-- START DATASET RECORDS --
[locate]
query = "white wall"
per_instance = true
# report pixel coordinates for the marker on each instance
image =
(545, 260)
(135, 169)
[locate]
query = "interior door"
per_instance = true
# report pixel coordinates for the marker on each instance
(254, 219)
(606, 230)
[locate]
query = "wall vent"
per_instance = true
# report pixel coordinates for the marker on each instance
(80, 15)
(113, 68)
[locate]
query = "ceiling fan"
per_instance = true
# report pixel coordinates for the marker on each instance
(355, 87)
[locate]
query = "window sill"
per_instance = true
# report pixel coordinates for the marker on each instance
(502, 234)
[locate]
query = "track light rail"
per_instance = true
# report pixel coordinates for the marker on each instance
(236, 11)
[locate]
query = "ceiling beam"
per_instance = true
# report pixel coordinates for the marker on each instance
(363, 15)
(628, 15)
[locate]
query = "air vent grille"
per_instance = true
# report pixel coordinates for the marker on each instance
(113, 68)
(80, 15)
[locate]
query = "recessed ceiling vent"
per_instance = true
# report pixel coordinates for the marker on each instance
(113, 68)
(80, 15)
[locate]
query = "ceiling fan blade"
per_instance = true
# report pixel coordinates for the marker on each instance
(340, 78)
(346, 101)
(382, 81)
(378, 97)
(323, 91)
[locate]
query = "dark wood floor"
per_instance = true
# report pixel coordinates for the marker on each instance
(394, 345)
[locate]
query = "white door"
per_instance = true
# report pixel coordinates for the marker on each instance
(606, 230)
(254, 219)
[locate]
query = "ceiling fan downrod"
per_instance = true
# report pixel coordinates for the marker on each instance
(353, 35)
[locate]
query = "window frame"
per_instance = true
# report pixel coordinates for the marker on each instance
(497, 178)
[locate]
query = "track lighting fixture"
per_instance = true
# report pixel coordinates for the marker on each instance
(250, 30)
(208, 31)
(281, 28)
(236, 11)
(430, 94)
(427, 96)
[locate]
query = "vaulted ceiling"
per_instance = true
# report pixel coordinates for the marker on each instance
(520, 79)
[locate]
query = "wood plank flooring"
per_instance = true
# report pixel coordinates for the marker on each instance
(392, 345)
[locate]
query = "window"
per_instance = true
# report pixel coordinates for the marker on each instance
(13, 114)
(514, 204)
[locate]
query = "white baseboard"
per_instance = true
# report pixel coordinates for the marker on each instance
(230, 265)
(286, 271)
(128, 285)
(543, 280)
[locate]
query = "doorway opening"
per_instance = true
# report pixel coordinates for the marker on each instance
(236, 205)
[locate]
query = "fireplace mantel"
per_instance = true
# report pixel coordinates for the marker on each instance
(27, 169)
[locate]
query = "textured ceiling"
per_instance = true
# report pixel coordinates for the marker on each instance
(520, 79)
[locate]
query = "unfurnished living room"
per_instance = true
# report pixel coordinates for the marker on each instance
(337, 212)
-- END DATASET RECORDS --
### WHAT TO PRODUCE:
Take the lines above and retype all of them exactly.

### EXPECTED ANSWER:
[locate]
query = "white wall"
per_instance = true
# report pixel coordinates for the marker on each instance
image =
(545, 260)
(135, 169)
[locate]
query = "interior door"
per_instance = true
# report pixel coordinates for the marker on each instance
(254, 219)
(606, 230)
[locate]
query = "wall vent"
per_instance = true
# report pixel coordinates for the marker on each instance
(80, 15)
(113, 68)
[locate]
query = "ceiling fan"
per_instance = true
# report pixel coordinates for the marker on each instance
(355, 87)
[locate]
query = "window sill"
per_instance = true
# report pixel coordinates for the marker on each instance
(502, 234)
[locate]
query = "track light rail"
per_instance = true
# report pixel coordinates for the marker on each instance
(236, 11)
[locate]
query = "ceiling beam"
per_instance = true
# report pixel coordinates for the marker on each instance
(363, 15)
(628, 15)
[locate]
query = "air vent grille"
per_instance = true
# report pixel coordinates for the marker on each instance
(113, 68)
(80, 15)
[locate]
query = "recessed ceiling vent"
per_instance = true
# report pixel coordinates for the marker on each instance
(113, 68)
(80, 15)
[locate]
query = "ceiling fan blade"
per_instance = true
# report pixel coordinates for the marker on each instance
(340, 78)
(346, 101)
(382, 81)
(378, 97)
(323, 91)
[locate]
query = "dark wood floor"
per_instance = true
# report pixel coordinates for the marker on each instance
(394, 345)
[locate]
query = "white door"
per_instance = true
# report pixel coordinates for the marker on each instance
(606, 230)
(254, 219)
[locate]
query = "ceiling fan downrod"
per_instance = true
# report pixel coordinates for the marker on each instance
(353, 35)
[locate]
query = "window frame"
per_instance = true
# report pixel coordinates for the marker on each instance
(497, 178)
[locate]
query = "track lighting fixture"
per_instance = true
# report pixel coordinates for the marker on each instance
(250, 30)
(208, 31)
(281, 28)
(236, 11)
(430, 94)
(427, 96)
[locate]
query = "vaulted ceiling"
per_instance = true
# report pixel coordinates for the marker on each instance
(520, 79)
[locate]
query = "wood plank flooring"
per_instance = true
# report pixel coordinates for the marker on each instance
(392, 345)
[locate]
query = "window"
per_instance = true
# report pixel coordinates for the marker on each instance
(13, 114)
(514, 204)
[locate]
query = "white baseboard"
per_instance = true
# report pixel coordinates for the marker on each instance
(230, 265)
(286, 271)
(128, 285)
(543, 280)
[locate]
query = "doorway opening"
per_instance = true
# report pixel coordinates for the marker on each instance
(236, 205)
[locate]
query = "fireplace mantel"
per_instance = true
# report pixel coordinates for the marker on each instance
(27, 169)
[locate]
query = "textured ceiling"
per_instance = true
# report pixel coordinates for the marker on each instance
(520, 79)
[locate]
query = "unfurnished living room"
per_instance = true
# report pixel coordinates for the marker on each instance
(337, 212)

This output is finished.